### Problem statement
Could you copy out, word for word, the lines of the items below from the line with "segment: **dark red rose**" to the line with "163 233 L 153", including both of those lines and nothing else?

■ ■ ■ ■

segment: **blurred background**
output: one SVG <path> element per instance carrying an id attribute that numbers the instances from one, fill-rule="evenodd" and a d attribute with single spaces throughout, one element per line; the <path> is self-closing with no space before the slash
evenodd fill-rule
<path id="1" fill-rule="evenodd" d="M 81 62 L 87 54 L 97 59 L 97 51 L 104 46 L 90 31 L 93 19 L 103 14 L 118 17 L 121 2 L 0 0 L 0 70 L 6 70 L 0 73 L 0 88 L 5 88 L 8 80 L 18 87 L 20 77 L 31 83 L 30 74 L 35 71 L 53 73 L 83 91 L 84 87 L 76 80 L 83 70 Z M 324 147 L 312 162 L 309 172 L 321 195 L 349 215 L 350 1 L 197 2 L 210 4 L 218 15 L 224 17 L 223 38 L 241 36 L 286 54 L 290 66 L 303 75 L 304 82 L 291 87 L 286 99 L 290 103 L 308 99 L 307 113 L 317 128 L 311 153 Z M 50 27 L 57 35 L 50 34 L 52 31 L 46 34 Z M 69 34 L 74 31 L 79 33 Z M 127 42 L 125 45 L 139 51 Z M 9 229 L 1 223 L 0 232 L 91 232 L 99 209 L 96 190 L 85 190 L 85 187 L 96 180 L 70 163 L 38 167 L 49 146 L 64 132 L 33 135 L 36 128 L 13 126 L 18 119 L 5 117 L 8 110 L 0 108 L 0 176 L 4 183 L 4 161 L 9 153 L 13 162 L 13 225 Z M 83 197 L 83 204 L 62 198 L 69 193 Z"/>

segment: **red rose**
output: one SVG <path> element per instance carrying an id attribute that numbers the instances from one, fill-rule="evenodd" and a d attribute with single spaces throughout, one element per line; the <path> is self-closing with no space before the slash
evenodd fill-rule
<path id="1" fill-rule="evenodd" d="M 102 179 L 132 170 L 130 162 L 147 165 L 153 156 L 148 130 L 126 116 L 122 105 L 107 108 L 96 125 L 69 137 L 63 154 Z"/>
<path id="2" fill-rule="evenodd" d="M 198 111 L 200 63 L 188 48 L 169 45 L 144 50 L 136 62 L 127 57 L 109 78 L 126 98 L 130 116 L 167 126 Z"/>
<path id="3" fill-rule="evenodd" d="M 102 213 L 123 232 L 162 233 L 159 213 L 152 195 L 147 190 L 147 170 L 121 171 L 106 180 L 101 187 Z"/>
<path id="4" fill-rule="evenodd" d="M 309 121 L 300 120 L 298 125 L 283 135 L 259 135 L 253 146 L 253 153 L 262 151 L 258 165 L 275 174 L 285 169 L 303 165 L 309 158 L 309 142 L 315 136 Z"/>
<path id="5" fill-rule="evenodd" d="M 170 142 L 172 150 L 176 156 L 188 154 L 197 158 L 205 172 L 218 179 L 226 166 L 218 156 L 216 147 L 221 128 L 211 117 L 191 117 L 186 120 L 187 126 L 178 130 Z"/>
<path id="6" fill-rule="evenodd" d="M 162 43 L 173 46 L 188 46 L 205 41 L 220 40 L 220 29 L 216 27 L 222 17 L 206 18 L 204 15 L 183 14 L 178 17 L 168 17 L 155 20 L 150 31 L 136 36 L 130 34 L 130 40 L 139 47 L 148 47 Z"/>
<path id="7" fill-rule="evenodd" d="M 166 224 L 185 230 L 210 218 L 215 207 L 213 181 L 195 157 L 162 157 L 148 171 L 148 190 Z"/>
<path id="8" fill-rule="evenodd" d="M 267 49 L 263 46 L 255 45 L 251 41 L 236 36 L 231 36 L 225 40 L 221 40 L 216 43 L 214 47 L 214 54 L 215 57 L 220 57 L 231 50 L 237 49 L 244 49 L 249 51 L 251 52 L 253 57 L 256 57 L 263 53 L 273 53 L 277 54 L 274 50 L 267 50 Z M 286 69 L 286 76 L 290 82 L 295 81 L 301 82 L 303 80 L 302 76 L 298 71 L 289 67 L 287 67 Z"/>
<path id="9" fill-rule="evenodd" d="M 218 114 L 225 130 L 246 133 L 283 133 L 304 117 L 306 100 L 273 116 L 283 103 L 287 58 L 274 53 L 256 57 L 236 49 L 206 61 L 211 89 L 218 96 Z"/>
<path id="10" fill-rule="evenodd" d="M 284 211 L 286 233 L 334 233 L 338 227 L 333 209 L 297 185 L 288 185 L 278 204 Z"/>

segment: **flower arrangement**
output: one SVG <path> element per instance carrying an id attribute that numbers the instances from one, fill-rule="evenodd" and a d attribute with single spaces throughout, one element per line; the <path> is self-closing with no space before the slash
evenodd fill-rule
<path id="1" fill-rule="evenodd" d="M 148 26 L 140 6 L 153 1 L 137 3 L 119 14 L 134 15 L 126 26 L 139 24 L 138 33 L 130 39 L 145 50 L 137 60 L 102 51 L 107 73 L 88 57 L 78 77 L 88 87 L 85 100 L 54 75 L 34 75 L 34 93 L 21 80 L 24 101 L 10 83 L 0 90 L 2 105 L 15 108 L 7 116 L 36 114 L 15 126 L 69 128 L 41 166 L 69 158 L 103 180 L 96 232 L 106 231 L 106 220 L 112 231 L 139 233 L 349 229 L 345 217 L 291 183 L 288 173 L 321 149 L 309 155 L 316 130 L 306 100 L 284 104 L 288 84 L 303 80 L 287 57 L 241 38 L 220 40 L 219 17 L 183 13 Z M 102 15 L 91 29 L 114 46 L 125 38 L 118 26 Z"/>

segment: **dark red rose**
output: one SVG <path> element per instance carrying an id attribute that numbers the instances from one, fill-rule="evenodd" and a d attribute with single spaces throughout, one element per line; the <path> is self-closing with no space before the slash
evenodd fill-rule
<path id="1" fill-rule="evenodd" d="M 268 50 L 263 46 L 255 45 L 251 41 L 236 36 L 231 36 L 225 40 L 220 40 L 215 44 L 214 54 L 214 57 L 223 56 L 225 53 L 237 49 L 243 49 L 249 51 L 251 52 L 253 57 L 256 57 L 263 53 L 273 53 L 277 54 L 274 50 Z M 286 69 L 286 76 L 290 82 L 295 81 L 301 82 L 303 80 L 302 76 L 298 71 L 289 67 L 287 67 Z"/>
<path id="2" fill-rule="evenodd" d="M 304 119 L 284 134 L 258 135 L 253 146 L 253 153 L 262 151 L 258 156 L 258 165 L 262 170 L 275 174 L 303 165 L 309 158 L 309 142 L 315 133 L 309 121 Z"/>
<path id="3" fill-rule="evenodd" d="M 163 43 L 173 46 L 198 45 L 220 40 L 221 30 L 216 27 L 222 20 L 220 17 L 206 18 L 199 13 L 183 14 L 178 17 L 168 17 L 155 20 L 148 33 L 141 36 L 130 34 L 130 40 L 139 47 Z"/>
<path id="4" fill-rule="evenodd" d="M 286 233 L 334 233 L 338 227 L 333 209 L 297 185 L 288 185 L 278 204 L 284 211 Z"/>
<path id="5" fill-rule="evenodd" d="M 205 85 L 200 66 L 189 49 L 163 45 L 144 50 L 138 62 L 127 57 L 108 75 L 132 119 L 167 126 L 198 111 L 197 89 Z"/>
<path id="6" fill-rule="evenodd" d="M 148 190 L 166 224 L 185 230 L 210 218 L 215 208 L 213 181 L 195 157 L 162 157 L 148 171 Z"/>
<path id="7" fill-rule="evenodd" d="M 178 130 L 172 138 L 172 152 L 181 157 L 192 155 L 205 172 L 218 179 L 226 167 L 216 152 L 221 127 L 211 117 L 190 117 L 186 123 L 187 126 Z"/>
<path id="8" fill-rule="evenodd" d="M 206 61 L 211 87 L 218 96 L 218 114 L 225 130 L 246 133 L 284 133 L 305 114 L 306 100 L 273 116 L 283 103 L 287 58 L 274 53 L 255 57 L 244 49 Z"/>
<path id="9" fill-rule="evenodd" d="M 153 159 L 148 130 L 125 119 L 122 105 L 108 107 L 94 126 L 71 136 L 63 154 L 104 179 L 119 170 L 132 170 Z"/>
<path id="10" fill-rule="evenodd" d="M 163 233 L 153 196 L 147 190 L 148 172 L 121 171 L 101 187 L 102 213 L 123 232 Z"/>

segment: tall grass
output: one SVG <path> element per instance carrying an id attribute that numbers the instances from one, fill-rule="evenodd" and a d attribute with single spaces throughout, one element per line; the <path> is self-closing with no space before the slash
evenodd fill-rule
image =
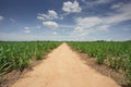
<path id="1" fill-rule="evenodd" d="M 111 69 L 122 70 L 127 82 L 131 85 L 131 41 L 69 42 L 69 45 L 73 49 L 95 58 L 98 64 L 105 63 Z"/>
<path id="2" fill-rule="evenodd" d="M 55 41 L 0 42 L 0 78 L 12 70 L 22 72 L 33 58 L 41 60 L 47 52 L 60 44 Z"/>

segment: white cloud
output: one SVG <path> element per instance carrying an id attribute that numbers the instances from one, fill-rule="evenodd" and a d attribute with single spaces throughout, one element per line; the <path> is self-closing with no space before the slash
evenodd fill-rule
<path id="1" fill-rule="evenodd" d="M 0 15 L 0 22 L 3 21 L 3 16 Z"/>
<path id="2" fill-rule="evenodd" d="M 88 1 L 88 0 L 82 0 L 84 3 L 88 4 L 88 5 L 97 5 L 97 4 L 105 4 L 105 3 L 109 3 L 112 0 L 93 0 L 93 1 Z"/>
<path id="3" fill-rule="evenodd" d="M 109 27 L 110 27 L 110 25 L 103 24 L 103 25 L 99 25 L 98 27 L 96 27 L 96 29 L 107 32 Z"/>
<path id="4" fill-rule="evenodd" d="M 102 18 L 97 17 L 97 16 L 92 16 L 92 17 L 78 17 L 75 20 L 76 25 L 84 27 L 84 28 L 88 28 L 88 27 L 93 27 L 99 23 L 102 23 Z"/>
<path id="5" fill-rule="evenodd" d="M 24 27 L 23 32 L 26 33 L 26 34 L 29 34 L 31 33 L 31 28 L 29 27 Z"/>
<path id="6" fill-rule="evenodd" d="M 57 32 L 53 32 L 52 34 L 53 34 L 53 35 L 57 35 Z"/>
<path id="7" fill-rule="evenodd" d="M 82 33 L 82 32 L 83 32 L 83 27 L 76 26 L 76 27 L 74 28 L 74 32 L 75 32 L 75 33 Z"/>
<path id="8" fill-rule="evenodd" d="M 59 25 L 56 23 L 56 22 L 51 22 L 51 21 L 48 21 L 48 22 L 43 22 L 43 24 L 49 28 L 57 28 Z"/>
<path id="9" fill-rule="evenodd" d="M 55 18 L 58 18 L 58 13 L 53 10 L 48 10 L 47 14 L 38 13 L 37 18 L 41 21 L 55 20 Z"/>
<path id="10" fill-rule="evenodd" d="M 78 13 L 82 11 L 82 8 L 79 5 L 79 2 L 75 0 L 74 2 L 71 1 L 63 2 L 62 10 L 67 13 Z"/>

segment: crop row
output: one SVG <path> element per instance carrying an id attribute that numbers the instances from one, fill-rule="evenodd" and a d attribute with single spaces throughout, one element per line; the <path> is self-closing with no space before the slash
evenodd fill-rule
<path id="1" fill-rule="evenodd" d="M 0 42 L 0 77 L 12 70 L 23 71 L 33 58 L 40 60 L 61 42 Z"/>
<path id="2" fill-rule="evenodd" d="M 122 70 L 127 82 L 131 84 L 131 41 L 124 42 L 69 42 L 69 45 L 91 58 L 95 58 L 98 64 L 107 64 L 115 70 Z"/>

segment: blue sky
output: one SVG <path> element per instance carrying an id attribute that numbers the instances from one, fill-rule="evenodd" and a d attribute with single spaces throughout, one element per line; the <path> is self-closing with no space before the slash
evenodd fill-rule
<path id="1" fill-rule="evenodd" d="M 0 0 L 0 40 L 131 40 L 131 0 Z"/>

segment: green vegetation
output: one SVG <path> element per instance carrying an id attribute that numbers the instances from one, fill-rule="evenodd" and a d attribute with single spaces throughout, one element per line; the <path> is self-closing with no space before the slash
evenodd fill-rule
<path id="1" fill-rule="evenodd" d="M 107 64 L 115 70 L 122 70 L 131 85 L 131 41 L 124 42 L 69 42 L 69 45 L 88 57 L 95 58 L 98 64 Z"/>
<path id="2" fill-rule="evenodd" d="M 22 41 L 0 42 L 0 80 L 2 76 L 13 70 L 23 71 L 32 59 L 41 60 L 50 50 L 61 42 L 55 41 Z"/>

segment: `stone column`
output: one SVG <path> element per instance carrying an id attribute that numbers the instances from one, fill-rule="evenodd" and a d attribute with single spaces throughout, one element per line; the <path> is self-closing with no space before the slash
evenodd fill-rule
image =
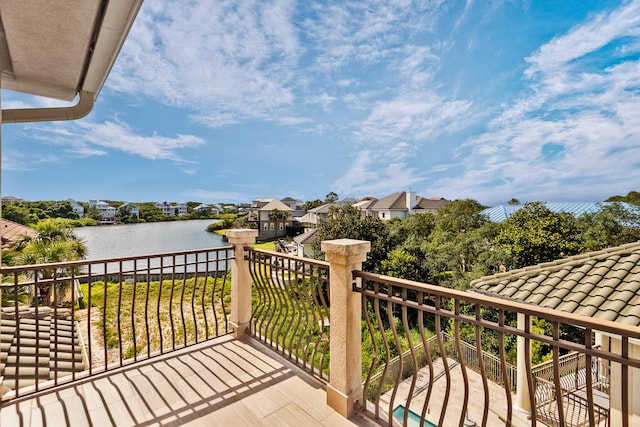
<path id="1" fill-rule="evenodd" d="M 529 318 L 531 321 L 531 318 Z M 531 325 L 529 325 L 531 326 Z M 525 316 L 522 313 L 518 313 L 518 329 L 524 331 L 525 330 Z M 529 331 L 531 331 L 531 327 L 529 327 Z M 517 338 L 517 365 L 516 365 L 516 402 L 515 409 L 525 413 L 527 415 L 531 414 L 531 401 L 529 400 L 529 381 L 527 380 L 527 366 L 525 359 L 525 352 L 528 352 L 531 355 L 531 341 L 529 341 L 529 348 L 525 348 L 524 338 Z M 529 359 L 531 360 L 531 359 Z"/>
<path id="2" fill-rule="evenodd" d="M 244 247 L 255 243 L 258 230 L 227 230 L 227 239 L 233 245 L 231 261 L 231 314 L 229 323 L 233 336 L 241 338 L 251 321 L 251 274 L 249 263 L 244 259 Z"/>
<path id="3" fill-rule="evenodd" d="M 371 243 L 339 239 L 322 242 L 322 251 L 331 264 L 331 326 L 327 404 L 349 418 L 354 404 L 362 400 L 362 300 L 352 290 L 352 271 L 362 269 Z"/>

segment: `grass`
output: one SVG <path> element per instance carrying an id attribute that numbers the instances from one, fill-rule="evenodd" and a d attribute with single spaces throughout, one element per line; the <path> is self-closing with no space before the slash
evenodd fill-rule
<path id="1" fill-rule="evenodd" d="M 167 351 L 227 332 L 231 280 L 197 278 L 91 286 L 94 324 L 111 359 Z M 88 285 L 82 291 L 89 301 Z"/>

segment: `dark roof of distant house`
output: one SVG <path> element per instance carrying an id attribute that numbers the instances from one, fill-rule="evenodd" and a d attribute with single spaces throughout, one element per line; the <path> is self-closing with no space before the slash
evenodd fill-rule
<path id="1" fill-rule="evenodd" d="M 415 209 L 439 209 L 449 203 L 446 199 L 432 197 L 430 199 L 426 199 L 424 197 L 418 196 L 416 198 L 416 206 Z"/>
<path id="2" fill-rule="evenodd" d="M 308 243 L 313 243 L 316 241 L 317 238 L 317 232 L 318 230 L 315 228 L 312 228 L 309 231 L 306 231 L 296 237 L 293 238 L 293 241 L 300 244 L 300 245 L 304 245 L 304 244 L 308 244 Z"/>
<path id="3" fill-rule="evenodd" d="M 614 202 L 551 202 L 544 205 L 551 212 L 566 212 L 576 217 L 584 215 L 586 213 L 598 212 L 603 206 L 612 205 Z M 636 210 L 640 213 L 640 207 L 629 204 L 619 203 L 627 210 Z M 491 222 L 502 222 L 508 219 L 515 212 L 522 209 L 524 205 L 498 205 L 492 208 L 487 208 L 480 212 L 489 218 Z"/>
<path id="4" fill-rule="evenodd" d="M 313 209 L 309 209 L 307 212 L 312 212 L 314 214 L 323 214 L 323 213 L 329 213 L 329 209 L 331 209 L 332 207 L 338 207 L 340 206 L 339 204 L 332 202 L 332 203 L 325 203 L 324 205 L 320 205 L 320 206 L 316 206 Z"/>
<path id="5" fill-rule="evenodd" d="M 261 210 L 261 211 L 273 211 L 273 210 L 276 210 L 276 209 L 279 210 L 279 211 L 292 211 L 293 210 L 289 206 L 287 206 L 284 203 L 282 203 L 280 200 L 275 200 L 275 199 L 272 199 L 269 203 L 267 203 L 266 205 L 261 207 L 259 210 Z"/>
<path id="6" fill-rule="evenodd" d="M 17 388 L 22 388 L 38 380 L 52 380 L 86 368 L 80 331 L 68 316 L 55 319 L 49 307 L 38 308 L 38 321 L 32 307 L 20 307 L 17 315 L 13 307 L 2 307 L 0 311 L 0 378 L 4 377 L 0 396 L 14 389 L 16 380 Z M 64 313 L 68 314 L 68 310 L 58 310 L 59 316 Z M 36 331 L 37 340 L 25 339 L 34 336 Z M 22 338 L 20 346 L 16 344 L 18 336 Z M 37 370 L 26 365 L 20 370 L 16 368 L 17 355 L 27 360 L 36 352 L 39 355 Z"/>
<path id="7" fill-rule="evenodd" d="M 285 197 L 284 199 L 280 200 L 282 203 L 287 203 L 287 202 L 301 202 L 302 200 L 300 199 L 294 199 L 293 197 Z"/>
<path id="8" fill-rule="evenodd" d="M 2 249 L 9 249 L 22 237 L 35 237 L 37 232 L 31 227 L 9 221 L 8 219 L 0 219 L 0 234 L 2 234 Z"/>
<path id="9" fill-rule="evenodd" d="M 398 191 L 378 199 L 370 209 L 407 209 L 407 192 Z"/>
<path id="10" fill-rule="evenodd" d="M 471 282 L 476 292 L 640 326 L 640 242 Z"/>

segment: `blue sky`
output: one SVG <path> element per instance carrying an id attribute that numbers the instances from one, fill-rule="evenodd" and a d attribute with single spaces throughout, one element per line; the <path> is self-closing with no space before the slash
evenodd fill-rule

■ ■ ■ ■

### Task output
segment: **dark red rose**
output: one SVG <path> element per instance carrying an id attribute that numbers the instances from one, fill-rule="evenodd" and a d attribute with single spaces throughout, one element per line; the <path> is self-closing with no space before the slash
evenodd fill-rule
<path id="1" fill-rule="evenodd" d="M 268 50 L 263 46 L 255 45 L 251 41 L 236 36 L 231 36 L 225 40 L 220 40 L 215 44 L 214 54 L 214 57 L 223 56 L 225 53 L 237 49 L 243 49 L 249 51 L 251 52 L 253 57 L 256 57 L 263 53 L 273 53 L 277 54 L 274 50 Z M 286 69 L 286 76 L 290 82 L 295 81 L 301 82 L 303 80 L 302 76 L 298 71 L 289 67 L 287 67 Z"/>
<path id="2" fill-rule="evenodd" d="M 304 119 L 284 134 L 258 135 L 253 146 L 253 153 L 262 151 L 258 156 L 258 165 L 262 170 L 275 174 L 303 165 L 309 158 L 309 142 L 315 133 L 309 121 Z"/>
<path id="3" fill-rule="evenodd" d="M 163 43 L 173 46 L 198 45 L 220 40 L 221 30 L 216 27 L 222 20 L 220 17 L 206 18 L 199 13 L 183 14 L 178 17 L 168 17 L 155 20 L 148 33 L 141 36 L 130 34 L 130 40 L 139 47 Z"/>
<path id="4" fill-rule="evenodd" d="M 286 233 L 334 233 L 338 227 L 333 209 L 297 185 L 288 185 L 278 204 L 284 211 Z"/>
<path id="5" fill-rule="evenodd" d="M 205 85 L 200 66 L 189 49 L 163 45 L 144 50 L 138 62 L 127 57 L 108 75 L 132 119 L 167 126 L 198 111 L 197 89 Z"/>
<path id="6" fill-rule="evenodd" d="M 148 190 L 166 224 L 185 230 L 210 218 L 215 208 L 213 181 L 195 157 L 162 157 L 148 171 Z"/>
<path id="7" fill-rule="evenodd" d="M 178 130 L 172 138 L 172 152 L 181 157 L 192 155 L 205 172 L 218 179 L 226 167 L 216 152 L 221 127 L 211 117 L 190 117 L 186 123 L 187 126 Z"/>
<path id="8" fill-rule="evenodd" d="M 206 61 L 211 87 L 218 96 L 218 114 L 225 130 L 246 133 L 284 133 L 305 114 L 306 100 L 273 116 L 283 103 L 287 58 L 274 53 L 255 57 L 244 49 Z"/>
<path id="9" fill-rule="evenodd" d="M 153 159 L 148 130 L 125 119 L 122 105 L 108 107 L 94 126 L 71 136 L 63 154 L 104 179 L 119 170 L 132 170 Z"/>
<path id="10" fill-rule="evenodd" d="M 163 233 L 153 196 L 147 190 L 148 172 L 121 171 L 101 187 L 102 213 L 123 232 Z"/>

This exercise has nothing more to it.